#### DOCUMENT TEXT

Vapes, vaporizers, vape pens, hookah pens, electronic cigarettes (e-cigarettes or e-cigs), e-cigars, and e-pipes are some of the many tobacco product terms used to describe electronic nicotine delivery systems (ENDS). These products use an “e-liquid” that usually contains nicotine derived from tobacco, as well as flavorings, propylene glycol, vegetable glycerin, and other ingredients. The liquid is heated to create an aerosol that the user inhales.

Self-report of nicotine exposure often may be biased and lead to inaccurate measures of exposure. Hence, biomarkers are often used to provide objective measure of nicotine exposure. Studies on tobacco product typically collect the quantities of the tobacco product used through self-reporting, while the actual nicotine exposure is measured by biomarkers. 

Studies may be performed under controlled circumstances in clinics.  In these studies, subject may use the study tobacco product of interest ad-librium, or as specified in the protocol.  

Data on the study product of interest are reported in the Exposure as Collected (EC), the Exposure (EX) domains as well as the Product Accountability Domain (DA). The DA domain represents details on  amount of study product dispensed and returned.  

The Exposure as collected (EC) domain is typically used to reflect amounts at the product-level (e.g., number or cigarettes, number of cartridges, number of patches etc and not the actual exposure to the product. The actual exposure to the product would then be represented in EX. The EX data  exposure is derived from EC,  Product Accountability Domain (DA) and the protocol-specific details on the study product used.

########
#### INFORMATION

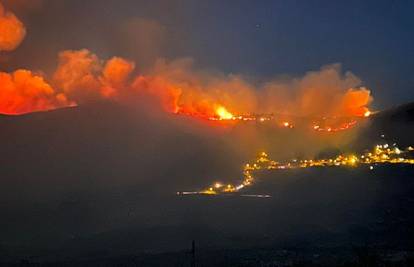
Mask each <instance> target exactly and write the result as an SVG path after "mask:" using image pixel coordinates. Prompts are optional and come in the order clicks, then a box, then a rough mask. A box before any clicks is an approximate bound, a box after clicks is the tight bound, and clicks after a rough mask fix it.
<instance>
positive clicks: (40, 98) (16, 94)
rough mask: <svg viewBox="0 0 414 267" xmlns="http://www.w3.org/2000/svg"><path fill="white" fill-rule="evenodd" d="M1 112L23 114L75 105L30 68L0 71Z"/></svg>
mask: <svg viewBox="0 0 414 267" xmlns="http://www.w3.org/2000/svg"><path fill="white" fill-rule="evenodd" d="M0 86H1V88H0V113H2V114H22V113H28V112H34V111H42V110H50V109H55V108H58V107H65V106H70V105H74V103H72V102H70V101H68V99H67V98H66V96H65V95H64V94H59V93H56V92H55V90H54V89H53V88H52V87H51V86H50V85H49V84H48V83H46V82H45V80H44V79H43V78H42V77H41V76H37V75H34V74H33V73H32V72H30V71H28V70H17V71H15V72H13V73H12V74H9V73H5V72H0Z"/></svg>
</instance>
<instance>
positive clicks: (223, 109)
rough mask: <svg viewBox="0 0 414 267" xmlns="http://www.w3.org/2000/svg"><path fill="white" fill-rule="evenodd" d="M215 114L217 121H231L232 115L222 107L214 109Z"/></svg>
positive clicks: (223, 107) (220, 106)
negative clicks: (216, 118) (214, 110)
mask: <svg viewBox="0 0 414 267" xmlns="http://www.w3.org/2000/svg"><path fill="white" fill-rule="evenodd" d="M216 114H217V116H218V117H219V120H231V119H233V117H234V116H233V114H231V113H230V112H228V111H227V109H226V108H225V107H223V106H220V107H218V108H217V109H216Z"/></svg>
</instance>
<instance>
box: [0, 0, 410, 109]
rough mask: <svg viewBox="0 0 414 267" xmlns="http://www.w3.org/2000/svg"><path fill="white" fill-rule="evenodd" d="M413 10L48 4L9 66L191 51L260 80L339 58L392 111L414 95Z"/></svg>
mask: <svg viewBox="0 0 414 267" xmlns="http://www.w3.org/2000/svg"><path fill="white" fill-rule="evenodd" d="M413 10H414V2H412V1H408V0H401V1H391V0H388V1H387V0H377V1H358V0H357V1H298V0H295V1H293V0H292V1H280V0H277V1H276V0H275V1H251V0H239V1H222V0H210V1H195V0H193V1H190V0H168V1H167V0H151V1H142V0H139V1H137V0H122V1H119V0H89V1H81V0H71V1H62V0H57V1H45V2H44V4H43V7H42V8H41V9H38V10H32V11H30V12H26V11H24V12H23V11H20V15H21V16H22V19H23V20H24V21H25V23H26V24H27V27H28V36H27V38H26V40H25V41H24V43H23V44H22V46H21V47H20V48H19V49H18V50H17V51H15V52H13V54H11V55H10V57H11V60H10V61H9V62H7V63H6V68H9V69H12V68H16V67H31V68H35V69H42V70H46V72H47V71H50V70H51V69H52V68H53V65H54V64H55V62H56V55H57V53H58V52H59V51H60V50H63V49H79V48H88V49H90V50H91V51H94V52H96V53H97V54H98V55H100V56H101V57H110V56H113V55H119V56H125V57H129V58H131V59H134V60H136V61H137V62H138V65H140V63H142V64H144V63H145V64H144V65H146V64H148V63H150V62H151V61H152V60H153V59H154V58H155V57H159V56H161V57H167V58H170V59H174V58H178V57H192V58H194V59H195V60H196V65H197V67H199V68H201V69H205V68H207V69H214V70H218V71H221V72H225V73H242V74H245V75H248V76H250V77H254V78H256V79H257V78H258V79H261V78H263V79H266V78H269V77H270V76H278V75H285V74H288V75H302V74H303V73H305V72H306V71H309V70H315V69H319V68H320V67H321V66H323V65H326V64H331V63H336V62H339V63H342V64H343V68H344V70H350V71H352V72H353V73H355V74H356V75H357V76H359V77H360V78H361V79H362V80H363V82H364V84H365V85H366V86H367V87H369V88H370V89H371V90H372V91H373V95H374V98H375V101H374V106H376V107H386V106H390V105H395V104H400V103H404V102H408V101H411V100H413V99H414V78H413V76H412V75H411V70H412V69H413V67H414V32H413V28H414V17H413V16H412V12H413ZM17 13H18V14H19V11H17ZM134 23H137V24H139V25H141V26H142V24H143V23H144V25H146V26H144V28H145V30H142V29H141V30H139V29H138V28H140V27H134V26H133V25H136V24H134ZM125 25H132V26H130V27H128V26H125ZM148 25H149V26H148ZM147 26H148V27H147ZM131 28H133V30H131ZM134 28H135V30H136V32H134ZM141 28H142V27H141ZM126 29H127V30H126ZM148 50H150V51H148ZM29 54H30V55H32V56H31V57H30V59H29V60H28V59H27V55H29Z"/></svg>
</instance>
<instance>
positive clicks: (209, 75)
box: [133, 60, 372, 116]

########

▸ **EXERCISE DESCRIPTION**
Extend the passage on recording nicotine exposure in tobacco product studies, picking up after its last sentence.

▸ **TASK RESULT**
The domains needed to represent the exposure in a tobacco product study is decided by the sponsor. Some sponsor use the EC domain to reflect the collected exposure data, and then derive EX. The degree of summarization of records from EC to EX is sponsor-defined and is used to support study purpose and analysis.  More detail summarization may also be performed in ADaM.  In some situation, sponsor may elected to only use the EX, and if needed the DA domain. EX would be used-when little relevant information is represented in EC, in a sense EC and EX are essentially duplicates of each other. 

The EX domain is required for all studies that include protocol-specified study treatment. Exposure records may be directly or indirectly determined; metadata should describe how the records were derived. Common methods for determining exposure (from most direct to least direct) include the following:

    1. Derived from actual observation of the administration of drug by the investigator
    2. Derived from automated dispensing device that records administrations
    3. Derived from subject recall
    4. Derived from product accountability data
    5. Derived from the protocol. When a study is still masked and protocol-specified study treatment doses cannot yet be reflected in the protocol-specified unit due to blinding requirements, then the EX domain is not expected to be populated.